Entries from a point annotation set:
** start **

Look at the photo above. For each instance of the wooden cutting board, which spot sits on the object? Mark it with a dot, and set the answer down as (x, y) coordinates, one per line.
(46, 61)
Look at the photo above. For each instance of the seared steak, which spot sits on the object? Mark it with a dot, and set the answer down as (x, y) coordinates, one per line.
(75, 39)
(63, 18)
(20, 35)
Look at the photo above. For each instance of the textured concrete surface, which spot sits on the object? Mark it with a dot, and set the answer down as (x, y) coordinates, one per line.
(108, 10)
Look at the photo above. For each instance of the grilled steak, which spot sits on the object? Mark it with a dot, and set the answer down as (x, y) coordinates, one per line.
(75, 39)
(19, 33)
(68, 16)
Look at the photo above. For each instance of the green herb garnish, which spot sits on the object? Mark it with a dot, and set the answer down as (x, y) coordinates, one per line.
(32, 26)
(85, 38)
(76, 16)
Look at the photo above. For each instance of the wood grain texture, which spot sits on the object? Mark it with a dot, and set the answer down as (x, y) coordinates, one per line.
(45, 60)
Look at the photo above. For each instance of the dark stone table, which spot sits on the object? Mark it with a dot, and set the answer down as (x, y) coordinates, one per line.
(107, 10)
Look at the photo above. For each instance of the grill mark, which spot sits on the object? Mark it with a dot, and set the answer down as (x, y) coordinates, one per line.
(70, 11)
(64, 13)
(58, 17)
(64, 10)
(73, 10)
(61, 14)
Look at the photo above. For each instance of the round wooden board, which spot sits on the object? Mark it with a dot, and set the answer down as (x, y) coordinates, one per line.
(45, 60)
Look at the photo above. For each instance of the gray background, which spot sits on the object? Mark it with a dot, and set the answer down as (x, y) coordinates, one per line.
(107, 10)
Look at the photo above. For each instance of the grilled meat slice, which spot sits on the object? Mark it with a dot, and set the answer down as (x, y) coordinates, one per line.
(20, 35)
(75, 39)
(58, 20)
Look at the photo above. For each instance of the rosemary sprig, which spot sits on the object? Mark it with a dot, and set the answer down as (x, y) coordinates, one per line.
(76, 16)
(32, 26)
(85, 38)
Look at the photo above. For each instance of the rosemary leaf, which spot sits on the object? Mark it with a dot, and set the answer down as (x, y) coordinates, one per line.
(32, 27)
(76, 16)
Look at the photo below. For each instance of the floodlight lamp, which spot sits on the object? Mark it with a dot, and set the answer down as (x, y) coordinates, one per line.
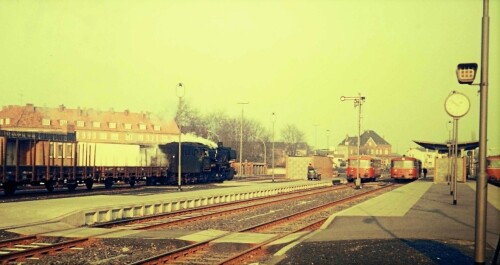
(466, 73)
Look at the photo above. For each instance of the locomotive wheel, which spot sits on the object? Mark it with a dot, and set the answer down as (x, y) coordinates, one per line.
(89, 183)
(9, 187)
(108, 183)
(49, 185)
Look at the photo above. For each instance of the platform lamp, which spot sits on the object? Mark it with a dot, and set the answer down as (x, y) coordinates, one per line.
(273, 119)
(358, 101)
(180, 91)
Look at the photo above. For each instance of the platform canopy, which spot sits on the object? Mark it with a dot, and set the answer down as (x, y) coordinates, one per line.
(444, 148)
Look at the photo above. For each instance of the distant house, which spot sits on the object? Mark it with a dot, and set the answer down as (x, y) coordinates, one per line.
(371, 144)
(108, 138)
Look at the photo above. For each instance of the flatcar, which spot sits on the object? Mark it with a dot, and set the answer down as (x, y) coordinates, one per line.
(493, 169)
(370, 168)
(200, 163)
(405, 168)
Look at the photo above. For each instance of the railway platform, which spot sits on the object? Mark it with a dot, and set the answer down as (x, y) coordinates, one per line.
(415, 224)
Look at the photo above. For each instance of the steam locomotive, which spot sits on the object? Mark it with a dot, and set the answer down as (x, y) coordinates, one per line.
(200, 163)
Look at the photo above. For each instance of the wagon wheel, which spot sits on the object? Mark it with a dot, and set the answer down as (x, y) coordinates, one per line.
(132, 181)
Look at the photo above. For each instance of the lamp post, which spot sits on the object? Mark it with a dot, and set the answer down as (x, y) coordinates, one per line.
(273, 119)
(211, 132)
(180, 91)
(466, 75)
(241, 137)
(358, 101)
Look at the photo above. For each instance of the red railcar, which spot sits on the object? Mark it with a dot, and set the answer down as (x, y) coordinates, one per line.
(370, 168)
(405, 168)
(493, 169)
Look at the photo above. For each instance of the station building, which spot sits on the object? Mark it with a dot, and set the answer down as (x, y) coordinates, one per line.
(31, 135)
(371, 144)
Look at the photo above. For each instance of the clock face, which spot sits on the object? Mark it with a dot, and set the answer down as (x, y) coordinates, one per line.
(457, 105)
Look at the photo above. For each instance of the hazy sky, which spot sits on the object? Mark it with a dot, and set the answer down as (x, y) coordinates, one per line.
(294, 58)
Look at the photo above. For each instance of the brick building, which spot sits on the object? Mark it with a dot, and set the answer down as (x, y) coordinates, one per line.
(109, 138)
(371, 144)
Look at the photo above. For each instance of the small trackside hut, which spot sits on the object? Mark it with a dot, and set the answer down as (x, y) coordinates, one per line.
(405, 168)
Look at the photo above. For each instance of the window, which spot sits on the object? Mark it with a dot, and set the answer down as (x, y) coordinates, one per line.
(60, 150)
(69, 150)
(80, 124)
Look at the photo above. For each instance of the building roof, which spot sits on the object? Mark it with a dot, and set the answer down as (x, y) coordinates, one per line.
(365, 137)
(31, 117)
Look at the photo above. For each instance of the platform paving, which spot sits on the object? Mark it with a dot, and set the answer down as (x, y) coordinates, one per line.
(415, 218)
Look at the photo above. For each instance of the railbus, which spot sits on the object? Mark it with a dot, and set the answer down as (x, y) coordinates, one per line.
(405, 168)
(370, 168)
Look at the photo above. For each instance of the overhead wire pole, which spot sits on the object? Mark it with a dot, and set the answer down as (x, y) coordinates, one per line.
(466, 73)
(241, 137)
(358, 101)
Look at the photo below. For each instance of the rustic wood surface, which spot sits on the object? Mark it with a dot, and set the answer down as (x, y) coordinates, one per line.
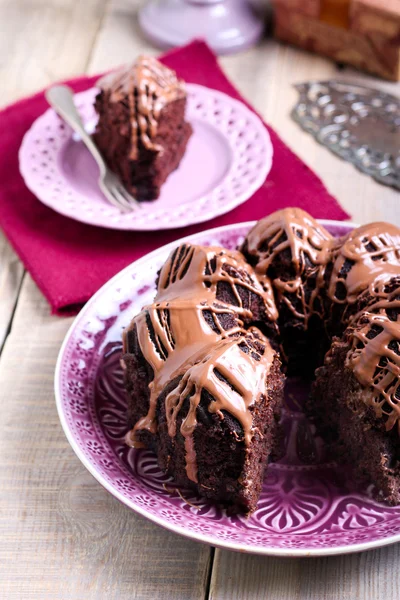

** end **

Extract every line of the material that contains the string "surface".

Look at the photo above. For each instance of the textured concrete surface, which spot sits on the object? Mark it with a dot, and set the answer down as (x, y) coordinates, one per line.
Look at the photo below. For each instance of the rustic wood surface, which spot sits on the object? Mark it with a dot, and set the answer down as (x, y) coordinates, one per line.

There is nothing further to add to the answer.